Testo del documento:
┌──
2.                 Lo stesso ordine di priorità di cui al comma 1 è attribuito anche a soggetti privati, singoli o associati, che intendano realizzare il recupero di edifici e di infrastrutture nei territori rurali, nonché il recupero del suolo a fini agricoli o ambientali, anche mediante la demolizione di

 

capannoni e altri fabbricati rurali di recente edificazione, incongrui rispetto al contesto paesaggistico.
3.                 Le regioni e le province autonome, per le finalità di cui all’articolo 1, nei limiti delle proprie competenze, possono adottare misure di incentivazione, anche di natura fiscale, per il recupero del patrimonio edilizio esistente, al fine di prevenire il dissesto idrogeologico e il degrado dei paesaggi rurali e favorire il reinsediamento di attività agricole in aree interessate da fenomeni di abbandono, ovvero favorire l’attività di selvicoltura.
4.                 Al fine di prevenire il dissesto idrogeologico e il degrado dei paesaggi rurali e favorire il reinsediamento di attività agricole in aree interessate da estesi fenomeni di abbandono, con decreto del Ministero dell’economia e delle finanze di concerto con il Ministero delle politiche agricole alimentari e forestali, da emanarsi entro 90 (novanta) giorni dalla data di entrata in vigore della presente legge, sono individuate le agevolazioni in termini di formazione, supporto tecnico e amministrativo e gli incentivi, anche di natura fiscale, nel rispetto delle disposizioni europee in materia di aiuti di Stato, nonché i criteri e le modalità attuative, a favore di imprenditori agricoli, anche associati in forma cooperativa, che avviano un’attività d’impresa successivamente alla data di entrata in vigore della presente legge, o che ampliano la propria superficie agricola utilizzata, mediante il recupero di aree  interessate da degrado ambientale.
5.                 Contestualmente al censimento di cui alla lettera c) comma 1 dell’articolo 4, i comuni provvedono ad individuare complessi e singoli edifici e manufatti, non solo di antica formazione, che abbiano i caratteri tipologici dell’architettura rurale, anche se non di particolare pregio architettonico, ma che siano testimonianze rappresentative della storia delle popolazioni, dell’identità e della cultura delle comunità rurali. L’individuazione di tali edifici, da riportare negli strumenti urbanistici comunali, comporta l’automatico divieto di demolirli o di trasformarli con interventi di sostituzione edilizia e la priorità nella concessione dei finanziamenti destinati al loro recupero.
 
 
Art. 7
(Destinazione dei proventi dei titoli abilitativi edilizi)
└──
Materiale fornito:
┌──
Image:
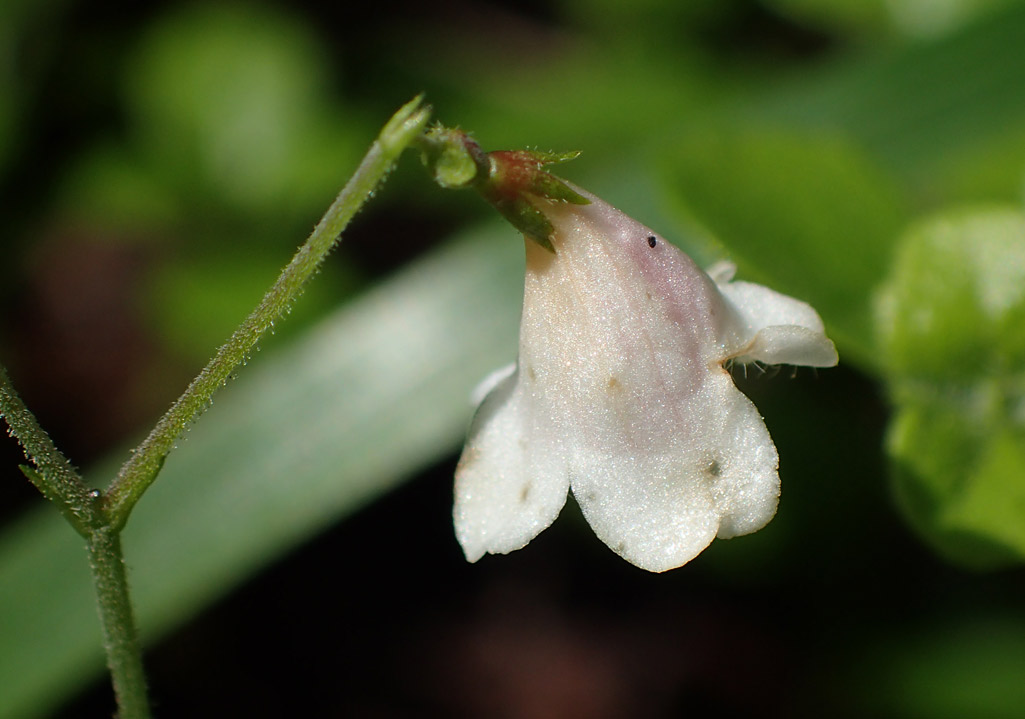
└──
Obiettivi:
A: Riscrivi come elenco puntato il paragrafo del testo del documento che comincia con «Contestualmente al censimento», conservandone i fatti principali.
B: Trascrivi fedelmente dal testo del documento il passo che va da «5.                 Contestualmente al» a «al loro recupero.».

Risposte ai compiti:
A:
- Insieme al censimento previsto dalla lettera c) del comma 1 dell'articolo 4, i comuni individuano complessi, singoli edifici e manufatti con i caratteri tipologici dell'architettura rurale.
- Gli edifici e i manufatti possono anche non essere di antica formazione né di particolare pregio architettonico. Devono però essere testimonianze rappresentative della storia delle popolazioni, dell'identità e della cultura delle comunità rurali.
- Gli edifici individuati vanno riportati negli strumenti urbanistici comunali.
- L'individuazione comporta automaticamente il divieto di demolirli o di trasformarli con interventi di sostituzione edilizia.
- Comporta inoltre la priorità nella concessione dei finanziamenti destinati al loro recupero.

B:
5.                 Contestualmente al censimento di cui alla lettera c) comma 1 dell’articolo 4, i comuni provvedono ad individuare complessi e singoli edifici e manufatti, non solo di antica formazione, che abbiano i caratteri tipologici dell’architettura rurale, anche se non di particolare pregio architettonico, ma che siano testimonianze rappresentative della storia delle popolazioni, dell’identità e della cultura delle comunità rurali. L’individuazione di tali edifici, da riportare negli strumenti urbanistici comunali, comporta l’automatico divieto di demolirli o di trasformarli con interventi di sostituzione edilizia e la priorità nella concessione dei finanziamenti destinati al loro recupero.